Task directions - What is needed here is an exact transcription of all the entries.

::::::::::

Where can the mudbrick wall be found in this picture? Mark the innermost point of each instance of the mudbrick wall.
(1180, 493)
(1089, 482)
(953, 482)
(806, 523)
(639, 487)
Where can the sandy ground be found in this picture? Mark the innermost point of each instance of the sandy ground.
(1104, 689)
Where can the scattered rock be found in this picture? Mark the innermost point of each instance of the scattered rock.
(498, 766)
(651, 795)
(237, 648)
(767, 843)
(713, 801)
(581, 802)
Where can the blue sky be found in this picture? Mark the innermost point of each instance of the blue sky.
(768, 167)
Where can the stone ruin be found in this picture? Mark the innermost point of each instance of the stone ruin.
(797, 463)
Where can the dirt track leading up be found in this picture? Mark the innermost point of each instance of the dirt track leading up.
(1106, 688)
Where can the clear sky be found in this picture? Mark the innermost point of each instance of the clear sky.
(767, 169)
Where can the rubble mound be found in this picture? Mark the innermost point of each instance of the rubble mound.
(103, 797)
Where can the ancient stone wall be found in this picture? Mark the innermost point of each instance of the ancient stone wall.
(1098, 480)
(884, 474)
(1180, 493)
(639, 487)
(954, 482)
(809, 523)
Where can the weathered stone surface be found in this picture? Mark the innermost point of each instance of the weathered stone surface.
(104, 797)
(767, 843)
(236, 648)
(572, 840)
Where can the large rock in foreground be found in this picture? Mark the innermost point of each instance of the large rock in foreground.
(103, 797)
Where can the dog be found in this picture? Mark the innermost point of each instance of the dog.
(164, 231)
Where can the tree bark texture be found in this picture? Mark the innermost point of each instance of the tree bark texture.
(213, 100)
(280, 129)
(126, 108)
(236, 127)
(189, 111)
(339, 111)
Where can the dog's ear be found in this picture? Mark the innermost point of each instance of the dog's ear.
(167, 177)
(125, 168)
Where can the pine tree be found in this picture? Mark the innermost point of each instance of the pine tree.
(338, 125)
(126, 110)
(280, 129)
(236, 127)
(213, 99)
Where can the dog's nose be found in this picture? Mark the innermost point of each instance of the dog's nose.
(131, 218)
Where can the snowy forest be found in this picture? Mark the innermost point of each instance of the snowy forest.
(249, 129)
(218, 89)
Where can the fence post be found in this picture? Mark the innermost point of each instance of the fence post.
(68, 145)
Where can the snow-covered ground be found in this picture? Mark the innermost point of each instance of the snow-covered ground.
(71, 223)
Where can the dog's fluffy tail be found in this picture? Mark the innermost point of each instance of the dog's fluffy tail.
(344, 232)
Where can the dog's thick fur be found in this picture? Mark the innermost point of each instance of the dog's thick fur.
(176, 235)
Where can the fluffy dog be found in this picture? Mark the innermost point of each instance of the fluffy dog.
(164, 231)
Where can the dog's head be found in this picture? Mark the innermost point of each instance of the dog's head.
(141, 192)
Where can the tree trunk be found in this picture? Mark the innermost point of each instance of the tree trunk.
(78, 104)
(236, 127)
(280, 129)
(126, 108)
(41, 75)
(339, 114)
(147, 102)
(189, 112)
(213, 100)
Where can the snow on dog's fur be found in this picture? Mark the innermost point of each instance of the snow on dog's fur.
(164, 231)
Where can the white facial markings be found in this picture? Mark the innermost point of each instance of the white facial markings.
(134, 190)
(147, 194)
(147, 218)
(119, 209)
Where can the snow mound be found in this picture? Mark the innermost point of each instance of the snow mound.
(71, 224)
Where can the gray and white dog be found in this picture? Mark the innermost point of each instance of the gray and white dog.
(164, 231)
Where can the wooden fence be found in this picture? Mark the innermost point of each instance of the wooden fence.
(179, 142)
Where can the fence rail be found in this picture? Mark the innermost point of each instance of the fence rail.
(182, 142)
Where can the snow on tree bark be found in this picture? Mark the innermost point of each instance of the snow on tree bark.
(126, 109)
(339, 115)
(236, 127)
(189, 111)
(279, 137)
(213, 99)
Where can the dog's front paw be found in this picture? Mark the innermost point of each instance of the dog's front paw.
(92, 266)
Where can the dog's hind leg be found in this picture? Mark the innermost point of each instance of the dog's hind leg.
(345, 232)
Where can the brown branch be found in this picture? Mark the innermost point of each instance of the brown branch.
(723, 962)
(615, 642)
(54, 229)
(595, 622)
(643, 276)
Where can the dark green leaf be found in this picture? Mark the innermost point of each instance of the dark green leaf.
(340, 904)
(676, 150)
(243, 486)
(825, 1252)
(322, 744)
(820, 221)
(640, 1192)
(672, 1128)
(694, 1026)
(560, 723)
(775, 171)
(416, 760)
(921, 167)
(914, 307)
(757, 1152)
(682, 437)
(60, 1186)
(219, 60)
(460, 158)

::::::::::

Task answer -
Where can the mudbrick wall be found in this picture? Mark the innermost point of each instance of the mudbrick wall.
(1180, 493)
(1089, 482)
(953, 482)
(806, 523)
(639, 487)
Where can the sandy ground be found in this picture? Mark the innermost point of each instance of the sandy ground.
(1104, 689)
Where can the scattered rock be found in this picture? Mark the innermost point of each instance of the scattered rock.
(498, 766)
(651, 795)
(237, 648)
(767, 843)
(713, 801)
(581, 802)
Where can the blue sky be found in this picture? Mark the innermost point of each instance of the blue sky.
(768, 167)
Where can the stone ruin be found in this picture? Mark the innermost point of each instance of the stone ruin.
(797, 463)
Where can the dirt track leading up be found in this picture? Mark the innermost point of each instance of the dirt track leading up.
(1106, 688)
Where can the clear sky be found in this picture? Mark the innermost point of each instance of the clear sky.
(767, 169)
Where can the rubble mound be found in this picture? Mark the innermost point of each instance of the rubble mound.
(103, 797)
Where can the ancient stone wall be found in this picture? Mark the innermost point of each instance of the ancient stone wall.
(1098, 480)
(884, 474)
(1180, 493)
(639, 487)
(954, 482)
(809, 523)
Where can the weathered stone surface be found in this picture? Mark the innermost point of each instance of the weathered stone surface.
(104, 797)
(767, 843)
(236, 648)
(572, 840)
Where can the large rock in foreground be found in this picture? Mark the innermost point of each instance of the large rock in foreground.
(103, 797)
Where can the dog be found in this picture? Mark the innermost point of each instance of the dog.
(164, 231)
Where can the tree bark texture be found in this picture? Mark the innermost point of each instance of the tree bark texture.
(213, 100)
(280, 129)
(126, 108)
(236, 127)
(189, 111)
(339, 111)
Where can the dog's ear be found in this picture? Mark the innermost point of each instance of the dog's ear.
(167, 177)
(125, 168)
Where can the pine tree be found in this picture? Mark the innermost point of each instance of the pine tree.
(338, 125)
(126, 110)
(280, 129)
(236, 127)
(213, 99)
Where can the dog's nose be found in this picture? Mark the innermost point of each instance of the dog's nose.
(131, 218)
Where can the snowy forest be found in this picture? Mark the innermost point of each instance of the snowy forest.
(249, 129)
(218, 89)
Where can the fence post be found in this picture? Mark the innermost point of each instance of the fence post.
(68, 145)
Where can the snow-covered ground be found in this picture? Mark the innermost point of each instance of the snow-covered ground.
(71, 223)
Where can the dog's fluffy tail be found in this picture? Mark the innermost point of each instance of the dog's fluffy tail.
(344, 232)
Where can the dog's thick fur be found in this picture? Mark the innermost point of each instance of the dog's thick fur.
(176, 235)
Where can the fluffy dog be found in this picture? Mark the innermost point of each instance of the fluffy dog.
(164, 231)
Where can the dog's head be found in this picture? Mark the innermost point of each instance of the dog's head.
(141, 192)
Where can the tree trunk be found in this picture? Mark the innermost point of each instance of the tree trunk.
(78, 104)
(236, 127)
(280, 129)
(126, 108)
(41, 75)
(339, 114)
(147, 102)
(189, 112)
(213, 100)
Where can the snow on dog's fur be found in this picture? Mark the innermost point of each instance of the snow on dog's fur.
(164, 231)
Where can the white facial markings be found in this picture? Mark the innermost point of each instance of the white facial markings.
(134, 190)
(147, 194)
(147, 218)
(119, 209)
Where can the snow mound be found in this picture? Mark the innermost point of each instance of the snow mound.
(71, 224)
Where can the gray and white dog be found in this picture? Mark the innermost point of each instance of the gray and white dog.
(164, 231)
Where can the wooden fence be found in this picture? Mark the innermost point of each instance of the wooden fence.
(179, 142)
Where can the fence rail be found in this picture? Mark the innermost point of each instance of the fence rail.
(182, 142)
Where can the snow on tree bark be found in this picture? Mark the innermost point of each instance of the snow on tree bark.
(126, 109)
(339, 115)
(236, 127)
(189, 111)
(279, 137)
(213, 99)
Where can the dog's front paw be found in this picture? Mark the innermost point of each instance of the dog's front paw.
(92, 266)
Where can the dog's hind leg be found in this picture? Mark the innermost point of each instance of the dog's hind leg.
(345, 232)
Where can the brown branch be found in this picture? Mark the innermost point of each instance of the brown branch.
(723, 962)
(615, 642)
(54, 229)
(595, 622)
(643, 276)
Where can the dark green leaf be found in this picture? Mark the innermost point of each instance of the dark green leaf.
(340, 904)
(676, 150)
(243, 486)
(825, 1252)
(322, 744)
(820, 221)
(640, 1192)
(672, 1128)
(694, 1026)
(560, 723)
(775, 171)
(416, 760)
(921, 167)
(914, 307)
(757, 1152)
(682, 437)
(60, 1186)
(219, 60)
(460, 158)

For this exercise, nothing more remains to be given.